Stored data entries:
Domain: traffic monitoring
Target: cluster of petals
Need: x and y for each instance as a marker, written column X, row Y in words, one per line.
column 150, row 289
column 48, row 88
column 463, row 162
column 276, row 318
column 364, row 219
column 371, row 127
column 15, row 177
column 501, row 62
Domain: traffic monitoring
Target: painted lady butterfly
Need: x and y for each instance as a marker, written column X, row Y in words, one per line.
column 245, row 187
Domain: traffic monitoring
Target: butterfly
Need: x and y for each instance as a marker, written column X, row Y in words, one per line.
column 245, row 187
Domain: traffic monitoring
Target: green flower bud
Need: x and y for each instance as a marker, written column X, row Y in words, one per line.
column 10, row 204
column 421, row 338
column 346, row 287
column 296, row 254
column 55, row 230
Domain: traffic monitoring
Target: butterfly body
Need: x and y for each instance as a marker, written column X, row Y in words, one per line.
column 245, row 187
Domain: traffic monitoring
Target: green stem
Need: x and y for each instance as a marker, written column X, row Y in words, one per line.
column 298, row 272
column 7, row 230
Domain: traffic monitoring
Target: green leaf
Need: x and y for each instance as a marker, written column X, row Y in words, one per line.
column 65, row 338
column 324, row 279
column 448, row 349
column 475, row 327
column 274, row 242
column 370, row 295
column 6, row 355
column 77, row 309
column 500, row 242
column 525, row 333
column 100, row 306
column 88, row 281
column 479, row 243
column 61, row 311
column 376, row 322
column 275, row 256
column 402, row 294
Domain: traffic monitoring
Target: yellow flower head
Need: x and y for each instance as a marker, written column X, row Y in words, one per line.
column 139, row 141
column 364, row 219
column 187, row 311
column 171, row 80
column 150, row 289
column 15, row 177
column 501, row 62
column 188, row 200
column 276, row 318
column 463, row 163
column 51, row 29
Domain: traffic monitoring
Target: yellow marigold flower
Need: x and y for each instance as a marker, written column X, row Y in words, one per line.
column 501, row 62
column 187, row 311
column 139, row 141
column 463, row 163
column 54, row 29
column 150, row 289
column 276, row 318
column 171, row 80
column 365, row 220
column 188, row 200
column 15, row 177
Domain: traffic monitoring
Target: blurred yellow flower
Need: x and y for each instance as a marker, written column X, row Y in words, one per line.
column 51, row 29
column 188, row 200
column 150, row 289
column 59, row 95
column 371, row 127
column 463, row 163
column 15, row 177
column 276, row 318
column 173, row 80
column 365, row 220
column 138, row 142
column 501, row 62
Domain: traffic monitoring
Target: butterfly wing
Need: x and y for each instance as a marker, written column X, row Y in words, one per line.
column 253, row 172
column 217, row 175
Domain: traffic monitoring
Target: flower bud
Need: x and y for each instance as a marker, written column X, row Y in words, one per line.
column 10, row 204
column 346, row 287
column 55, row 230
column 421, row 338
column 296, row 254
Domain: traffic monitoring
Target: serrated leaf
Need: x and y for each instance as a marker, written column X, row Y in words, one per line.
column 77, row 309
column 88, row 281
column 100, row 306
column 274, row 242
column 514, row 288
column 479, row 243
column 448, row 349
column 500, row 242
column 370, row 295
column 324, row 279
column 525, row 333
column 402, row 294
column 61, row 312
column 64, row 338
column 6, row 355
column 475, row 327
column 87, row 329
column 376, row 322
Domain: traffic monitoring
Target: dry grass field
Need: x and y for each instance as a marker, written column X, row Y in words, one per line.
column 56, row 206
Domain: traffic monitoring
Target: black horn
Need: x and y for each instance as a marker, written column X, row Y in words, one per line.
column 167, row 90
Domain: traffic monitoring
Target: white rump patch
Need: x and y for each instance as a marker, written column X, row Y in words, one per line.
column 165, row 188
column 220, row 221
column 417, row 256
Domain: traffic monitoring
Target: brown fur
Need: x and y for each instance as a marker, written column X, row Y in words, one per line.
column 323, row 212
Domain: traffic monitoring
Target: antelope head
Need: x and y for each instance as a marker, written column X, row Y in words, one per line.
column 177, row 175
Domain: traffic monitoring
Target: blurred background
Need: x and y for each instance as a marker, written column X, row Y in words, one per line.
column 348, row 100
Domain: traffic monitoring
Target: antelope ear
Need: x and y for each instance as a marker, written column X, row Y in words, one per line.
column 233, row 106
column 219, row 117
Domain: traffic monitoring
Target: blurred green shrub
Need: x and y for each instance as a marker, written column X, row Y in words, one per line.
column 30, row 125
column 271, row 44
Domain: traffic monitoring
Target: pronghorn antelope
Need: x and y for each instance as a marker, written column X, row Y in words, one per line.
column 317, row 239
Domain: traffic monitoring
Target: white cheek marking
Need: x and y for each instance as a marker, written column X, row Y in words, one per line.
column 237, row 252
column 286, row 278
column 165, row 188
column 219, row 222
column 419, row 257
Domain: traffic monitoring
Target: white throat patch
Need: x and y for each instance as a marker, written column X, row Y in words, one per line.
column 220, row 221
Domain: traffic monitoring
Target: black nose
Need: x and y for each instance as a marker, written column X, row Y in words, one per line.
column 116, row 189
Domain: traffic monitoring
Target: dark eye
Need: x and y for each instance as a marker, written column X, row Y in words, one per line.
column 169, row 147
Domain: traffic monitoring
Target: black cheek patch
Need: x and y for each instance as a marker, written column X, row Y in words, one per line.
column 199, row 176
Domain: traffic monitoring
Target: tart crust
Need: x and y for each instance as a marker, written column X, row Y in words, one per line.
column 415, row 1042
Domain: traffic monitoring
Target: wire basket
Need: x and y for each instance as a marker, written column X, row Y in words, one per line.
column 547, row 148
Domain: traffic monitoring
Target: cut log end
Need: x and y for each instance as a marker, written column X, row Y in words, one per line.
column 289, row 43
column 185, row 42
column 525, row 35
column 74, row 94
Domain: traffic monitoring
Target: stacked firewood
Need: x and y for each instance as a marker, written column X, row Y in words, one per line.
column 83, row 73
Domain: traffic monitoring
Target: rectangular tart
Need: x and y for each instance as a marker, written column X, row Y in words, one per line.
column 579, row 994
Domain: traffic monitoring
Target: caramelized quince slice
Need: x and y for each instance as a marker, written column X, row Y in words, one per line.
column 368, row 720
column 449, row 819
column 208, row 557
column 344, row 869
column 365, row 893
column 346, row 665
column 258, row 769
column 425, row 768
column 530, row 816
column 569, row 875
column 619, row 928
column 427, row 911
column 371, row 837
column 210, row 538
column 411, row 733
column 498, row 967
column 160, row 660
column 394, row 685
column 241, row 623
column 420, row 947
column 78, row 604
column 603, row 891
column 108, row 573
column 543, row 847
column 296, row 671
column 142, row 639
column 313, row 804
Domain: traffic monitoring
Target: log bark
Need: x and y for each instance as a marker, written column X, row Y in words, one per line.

> Work instruction
Take each record above and return it verbatim.

> Solution below
Domain: traffic monitoring
Target: cluster of petals
Need: x and y for each instance as a marker, written column X, row Y in words, one per line.
column 150, row 289
column 48, row 88
column 463, row 162
column 276, row 318
column 364, row 219
column 371, row 127
column 15, row 177
column 501, row 62
Domain: traffic monitoring
Target: painted lady butterfly
Need: x and y for each instance as a marker, written column X, row Y in words, one per line.
column 245, row 187
Domain: traffic monitoring
Target: butterfly
Need: x and y for each instance as a marker, written column X, row Y in words, one per line.
column 245, row 187
Domain: traffic monitoring
Target: green flower bud
Need: x and y for each instance as a marker, written column X, row Y in words, one per line.
column 10, row 204
column 421, row 338
column 346, row 287
column 296, row 254
column 55, row 230
Domain: traffic monitoring
Target: butterfly body
Need: x and y for each instance as a marker, written column X, row Y in words, one per line.
column 245, row 187
Domain: traffic monitoring
Target: green stem
Need: x and y for each instance as a marker, written column X, row Y in words, one per line.
column 298, row 272
column 7, row 230
Domain: traffic monitoring
Target: green leaf
Need: x and y for each instance as a marker, written column X, row Y in words, one per line.
column 65, row 338
column 324, row 279
column 448, row 349
column 475, row 327
column 274, row 242
column 370, row 295
column 6, row 355
column 77, row 309
column 500, row 242
column 525, row 333
column 100, row 306
column 88, row 281
column 479, row 243
column 61, row 311
column 376, row 322
column 275, row 256
column 402, row 294
Domain: traffic monitoring
Target: yellow flower head
Need: x and y for each instance as a marker, written column X, row Y in words, one per line.
column 139, row 141
column 364, row 219
column 187, row 311
column 171, row 80
column 150, row 289
column 15, row 177
column 501, row 62
column 188, row 200
column 276, row 318
column 463, row 163
column 51, row 29
Domain: traffic monitoring
Target: yellow marigold flower
Need: x and y for each instance as a marker, written column X, row Y in words, one per line.
column 501, row 62
column 187, row 311
column 139, row 141
column 463, row 163
column 54, row 29
column 150, row 289
column 276, row 318
column 171, row 80
column 365, row 220
column 188, row 200
column 15, row 177
Domain: traffic monitoring
Target: blurred yellow flower
Need: x and y for each instance as a marker, written column X, row Y in words, one per line.
column 51, row 29
column 188, row 200
column 150, row 289
column 59, row 95
column 371, row 127
column 463, row 163
column 15, row 177
column 276, row 318
column 173, row 80
column 365, row 220
column 138, row 142
column 501, row 62
Domain: traffic monitoring
Target: butterfly wing
Need: x and y for each instance as a marker, written column X, row Y in words, one per line.
column 253, row 172
column 217, row 175
Domain: traffic monitoring
Target: flower bud
Need: x and y for each instance as a marker, written column X, row Y in words, one per line.
column 10, row 204
column 346, row 287
column 55, row 230
column 421, row 338
column 296, row 254
Domain: traffic monitoring
Target: serrated leaf
Need: x and y for each instance as a marker, written column X, row Y in words, one per line.
column 77, row 309
column 88, row 281
column 100, row 306
column 274, row 242
column 514, row 288
column 479, row 243
column 448, row 349
column 500, row 242
column 370, row 295
column 324, row 279
column 525, row 333
column 402, row 294
column 61, row 312
column 64, row 338
column 6, row 355
column 475, row 327
column 87, row 329
column 376, row 322
Domain: traffic monitoring
Target: dry grass field
Need: x and y for each instance as a marker, written column X, row Y in words, one per line.
column 56, row 206
Domain: traffic monitoring
Target: black horn
Need: x and y for each instance as a marker, written column X, row Y in words, one per line.
column 167, row 90
Domain: traffic monitoring
Target: white rump patch
Need: x and y for each instance as a marker, written column X, row Y in words, one per line.
column 165, row 188
column 220, row 221
column 417, row 256
Domain: traffic monitoring
Target: brown fur
Need: x and y for each instance as a marker, written column X, row Y in words, one per line.
column 323, row 212
Domain: traffic monitoring
Target: antelope head
Need: x and y for each instance as a marker, written column X, row Y in words, one per line.
column 177, row 175
Domain: traffic monitoring
Target: blurred background
Need: x and y for each instance as a marker, written column X, row Y in words, one per line.
column 348, row 100
Domain: traffic monitoring
Target: antelope ear
Need: x and y for each instance as a marker, written column X, row Y in words, one per line.
column 233, row 106
column 219, row 117
Domain: traffic monitoring
Target: blurred green shrub
Need: x and y for each instance as a marker, written column X, row Y in words, one per line.
column 30, row 125
column 271, row 44
Domain: traffic monitoring
Target: pronghorn antelope
Need: x and y for each instance as a marker, written column X, row Y in words, one per line.
column 317, row 239
Domain: traffic monitoring
Target: white cheek marking
Need: x and y for each instance as a marker, written column X, row Y in words, one per line.
column 237, row 252
column 286, row 278
column 165, row 188
column 219, row 222
column 419, row 257
Domain: traffic monitoring
Target: white throat patch
Need: x and y for each instance as a marker, written column X, row Y in words, one per line.
column 220, row 221
Domain: traffic monitoring
Target: black nose
Need: x and y for each instance as a marker, written column X, row Y in words, one per line.
column 116, row 189
Domain: traffic monitoring
Target: dark eye
Need: x and y for each instance as a marker, written column X, row Y in words, one per line.
column 169, row 147
Domain: traffic monitoring
Target: black cheek patch
Need: x and y for each instance as a marker, written column X, row Y in words, one per line.
column 199, row 176
Domain: traffic monitoring
Target: tart crust
Need: x and y for each instance as a marker, written column X, row Y in words, one per line.
column 415, row 1042
Domain: traffic monitoring
Target: wire basket
Need: x and y for each instance as a marker, written column X, row Y in words, one per line.
column 547, row 148
Domain: traffic monitoring
Target: cut log end
Need: x and y for each instance as a marker, written column X, row Y in words, one per line.
column 289, row 43
column 185, row 42
column 525, row 35
column 74, row 94
Domain: traffic monitoring
Target: stacked firewood
Need: x and y for each instance as a marker, written column X, row Y in words, one per line.
column 83, row 73
Domain: traffic monitoring
Target: rectangular tart
Need: x and y for each instance as a marker, written column X, row Y in words, one per line.
column 579, row 994
Domain: traffic monitoring
Target: caramelized quince slice
Need: x and y for each instance as a marker, written column X, row Y in words, one per line.
column 368, row 720
column 449, row 819
column 208, row 557
column 344, row 869
column 365, row 893
column 346, row 665
column 258, row 769
column 425, row 768
column 530, row 816
column 569, row 875
column 619, row 928
column 427, row 911
column 371, row 837
column 210, row 538
column 411, row 733
column 498, row 967
column 160, row 660
column 394, row 685
column 241, row 623
column 420, row 947
column 78, row 604
column 603, row 891
column 108, row 573
column 543, row 847
column 296, row 671
column 142, row 639
column 313, row 804
Domain: traffic monitoring
Target: log bark
Need: x and y for each instance as a marker, written column X, row Y in words, one per line.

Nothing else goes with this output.